--- INFORMATION SUPPLIED Enclosed Below ---

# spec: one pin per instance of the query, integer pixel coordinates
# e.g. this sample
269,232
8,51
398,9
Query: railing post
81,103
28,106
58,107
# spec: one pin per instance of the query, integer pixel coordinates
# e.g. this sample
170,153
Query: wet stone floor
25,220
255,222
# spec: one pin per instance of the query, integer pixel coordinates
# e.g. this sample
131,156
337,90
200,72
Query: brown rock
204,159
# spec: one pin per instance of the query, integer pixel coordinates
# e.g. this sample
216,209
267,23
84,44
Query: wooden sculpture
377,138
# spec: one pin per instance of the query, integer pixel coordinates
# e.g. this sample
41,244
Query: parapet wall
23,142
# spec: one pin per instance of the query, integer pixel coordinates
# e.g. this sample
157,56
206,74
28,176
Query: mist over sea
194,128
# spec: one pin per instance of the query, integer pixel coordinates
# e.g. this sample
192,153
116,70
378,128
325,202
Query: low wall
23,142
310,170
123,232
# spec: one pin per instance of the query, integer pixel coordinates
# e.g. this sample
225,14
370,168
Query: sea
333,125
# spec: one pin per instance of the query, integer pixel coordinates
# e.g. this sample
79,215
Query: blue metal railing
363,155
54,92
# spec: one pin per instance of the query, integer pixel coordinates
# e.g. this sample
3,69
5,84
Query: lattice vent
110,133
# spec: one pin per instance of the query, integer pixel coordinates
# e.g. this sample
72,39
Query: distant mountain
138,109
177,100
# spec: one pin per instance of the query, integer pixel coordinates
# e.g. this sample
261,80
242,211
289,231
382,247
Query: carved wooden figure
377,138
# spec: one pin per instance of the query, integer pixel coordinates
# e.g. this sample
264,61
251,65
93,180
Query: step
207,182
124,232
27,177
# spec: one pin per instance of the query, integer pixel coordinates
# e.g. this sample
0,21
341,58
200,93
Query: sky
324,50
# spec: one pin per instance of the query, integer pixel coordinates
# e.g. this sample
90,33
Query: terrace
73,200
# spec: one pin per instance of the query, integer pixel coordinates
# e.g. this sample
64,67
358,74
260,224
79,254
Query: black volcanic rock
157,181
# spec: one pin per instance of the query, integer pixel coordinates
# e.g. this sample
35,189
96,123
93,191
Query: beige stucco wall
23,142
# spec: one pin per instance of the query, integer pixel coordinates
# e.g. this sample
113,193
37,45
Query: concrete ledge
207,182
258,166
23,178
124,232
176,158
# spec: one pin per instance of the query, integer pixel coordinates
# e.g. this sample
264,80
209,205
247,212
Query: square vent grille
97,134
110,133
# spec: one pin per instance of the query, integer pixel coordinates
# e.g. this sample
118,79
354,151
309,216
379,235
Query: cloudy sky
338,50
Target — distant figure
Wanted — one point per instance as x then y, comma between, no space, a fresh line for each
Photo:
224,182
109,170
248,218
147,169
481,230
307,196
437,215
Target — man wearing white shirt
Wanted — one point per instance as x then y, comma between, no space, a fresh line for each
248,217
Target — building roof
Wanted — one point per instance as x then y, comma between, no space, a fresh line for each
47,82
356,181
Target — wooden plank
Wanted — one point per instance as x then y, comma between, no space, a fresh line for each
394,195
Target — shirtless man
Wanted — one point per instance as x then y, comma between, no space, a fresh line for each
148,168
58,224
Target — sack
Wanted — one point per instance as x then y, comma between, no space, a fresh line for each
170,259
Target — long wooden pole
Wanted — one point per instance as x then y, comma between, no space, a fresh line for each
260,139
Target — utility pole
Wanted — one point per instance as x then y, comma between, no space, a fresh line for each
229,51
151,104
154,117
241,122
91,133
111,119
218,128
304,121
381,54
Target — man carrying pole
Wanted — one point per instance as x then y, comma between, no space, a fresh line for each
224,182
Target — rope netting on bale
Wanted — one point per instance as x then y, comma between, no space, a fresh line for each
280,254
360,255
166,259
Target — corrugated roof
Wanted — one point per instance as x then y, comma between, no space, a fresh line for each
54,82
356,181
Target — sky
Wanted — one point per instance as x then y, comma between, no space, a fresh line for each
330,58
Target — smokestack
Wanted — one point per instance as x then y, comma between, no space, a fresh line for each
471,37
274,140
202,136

--- End of Enclosed INFORMATION SUPPLIED ---

REQUIRED WORK
In full and without edits, repeat the listing above.

REPLY
# spec: one pin per instance of the query, integer pixel coordinates
# e.g. this sample
269,232
8,51
398,9
Query: railing post
81,103
28,106
58,107
# spec: one pin per instance of the query, integer pixel coordinates
# e.g. this sample
170,153
Query: wet stone floor
25,220
255,222
# spec: one pin per instance of the query, integer pixel coordinates
# e.g. this sample
131,156
337,90
200,72
Query: brown rock
204,159
# spec: one pin per instance of the query, integer pixel coordinates
# e.g. this sample
216,209
267,23
84,44
Query: wooden sculpture
377,138
# spec: one pin per instance of the query, integer pixel coordinates
# e.g. this sample
41,244
Query: parapet wall
23,142
# spec: one pin per instance of the query, integer pixel coordinates
# e.g. this sample
157,56
206,74
28,176
Query: mist over sea
194,128
# spec: one pin per instance of the query, integer pixel coordinates
# e.g. this sample
192,153
116,70
378,128
325,202
Query: low wall
23,142
310,170
123,232
# spec: one pin per instance of the query, integer pixel coordinates
# e.g. this sample
225,14
370,168
Query: sea
333,125
# spec: one pin per instance of the query, integer pixel coordinates
# e.g. this sample
79,215
Query: blue metal railing
363,155
54,92
# spec: one pin per instance of the query, integer pixel coordinates
# e.g. this sample
3,69
5,84
Query: lattice vent
110,133
# spec: one pin per instance of the query, integer pixel coordinates
# e.g. this sample
72,39
Query: distant mountain
138,109
177,100
# spec: one pin per instance of the query, integer pixel coordinates
# e.g. this sample
261,80
242,211
289,231
382,247
Query: carved wooden figure
377,138
# spec: one pin per instance of the query, integer pixel coordinates
# e.g. this sample
264,61
251,65
93,180
Query: step
207,182
124,232
27,177
# spec: one pin per instance of the query, integer pixel coordinates
# e.g. this sample
0,21
341,58
200,93
Query: sky
324,50
# spec: one pin per instance of the query, integer pixel coordinates
# e.g. this sample
90,33
Query: terrace
73,200
# spec: one pin per instance of the query, integer pixel coordinates
# e.g. this sample
64,67
358,74
260,224
79,254
Query: black volcanic rock
157,181
# spec: one pin per instance of the query, integer pixel coordinates
# e.g. this sample
35,189
96,123
93,191
Query: beige stucco wall
23,142
# spec: one pin per instance of the query, integer pixel coordinates
# e.g. this sample
113,193
37,45
Query: concrete ledge
207,182
258,166
23,178
124,232
176,158
# spec: one pin per instance of the query, integer pixel coordinates
# e.g. this sample
264,80
209,205
247,212
Query: square vent grille
97,134
110,133
# spec: one pin per instance of the query, integer pixel coordinates
# e.g. this sample
118,79
354,151
309,216
379,235
Query: cloudy sky
338,50
Target — distant figure
Wanted — one point per instance as x then y, comma between, no space, a fresh line for each
Photo:
224,182
109,170
248,218
147,169
481,230
307,196
437,215
Target — man wearing white shirt
Wanted — one point per instance as x then y, comma between, no space, a fresh line for each
248,217
Target — building roof
Wanted — one point per instance as x then y, comma between, no space, a fresh line for each
47,82
356,181
Target — wooden plank
Wanted — one point per instance as x then y, comma between, no space, a fresh line for each
394,195
Target — shirtless man
Wanted — one point per instance as x then y, comma between, no space, a fresh line for each
148,168
58,224
Target — sack
Wanted — one point per instance as x then y, comma between, no space, a fresh line for each
170,259
Target — long wooden pole
Wanted — one point per instance as x then y, comma between, no space, a fresh line for each
260,139
Target — utility pole
Wanted — one point per instance as x then y, comma between, no space, a fresh line for each
229,51
151,104
154,117
241,122
91,133
111,119
218,128
304,121
381,54
Target — man carrying pole
Wanted — one point per instance as x then y, comma between, no space, a fresh line for each
224,182
Target — rope netting on bale
Wanted — one point per instance as x then y, comma between, no space, a fresh line for each
280,254
360,255
166,259
Target — corrugated roof
Wanted — one point per instance as x then y, comma between, no space, a fresh line for each
54,82
356,181
Target — sky
Wanted — one point per instance as x then y, comma between, no space, a fresh line for each
330,58
Target — smokestack
Wanted — one point per instance as x then y, comma between, no space, a fresh line for each
471,37
274,140
202,136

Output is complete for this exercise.